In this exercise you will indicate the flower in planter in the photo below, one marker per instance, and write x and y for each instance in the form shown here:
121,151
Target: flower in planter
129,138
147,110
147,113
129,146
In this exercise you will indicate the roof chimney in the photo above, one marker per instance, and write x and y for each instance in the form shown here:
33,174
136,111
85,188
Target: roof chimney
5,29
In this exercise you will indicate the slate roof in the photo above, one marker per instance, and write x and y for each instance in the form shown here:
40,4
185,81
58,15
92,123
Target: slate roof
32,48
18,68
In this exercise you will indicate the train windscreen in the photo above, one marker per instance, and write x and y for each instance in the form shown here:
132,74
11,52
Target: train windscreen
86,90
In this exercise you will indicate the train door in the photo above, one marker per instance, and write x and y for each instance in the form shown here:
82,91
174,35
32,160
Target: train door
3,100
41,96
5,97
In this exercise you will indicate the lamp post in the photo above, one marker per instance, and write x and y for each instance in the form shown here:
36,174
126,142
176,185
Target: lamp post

****************

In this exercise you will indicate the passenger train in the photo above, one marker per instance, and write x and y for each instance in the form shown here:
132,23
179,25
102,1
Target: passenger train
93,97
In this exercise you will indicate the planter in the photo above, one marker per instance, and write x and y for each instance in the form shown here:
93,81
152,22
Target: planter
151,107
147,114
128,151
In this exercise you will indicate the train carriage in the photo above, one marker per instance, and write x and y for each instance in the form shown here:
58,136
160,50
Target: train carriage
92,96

****************

What the task requires: Everything above from the line containing "Target: train door" down to the line containing "Target: lamp post" is to be transcribed exactly, with both of those lines included and nothing else added.

Answer space:
Target: train door
3,100
41,96
5,97
In this exercise you will indicate the lamp post in the photo above, one marker per instance, and write x and y for each instance in the form shown here:
36,174
126,142
176,185
Target: lamp post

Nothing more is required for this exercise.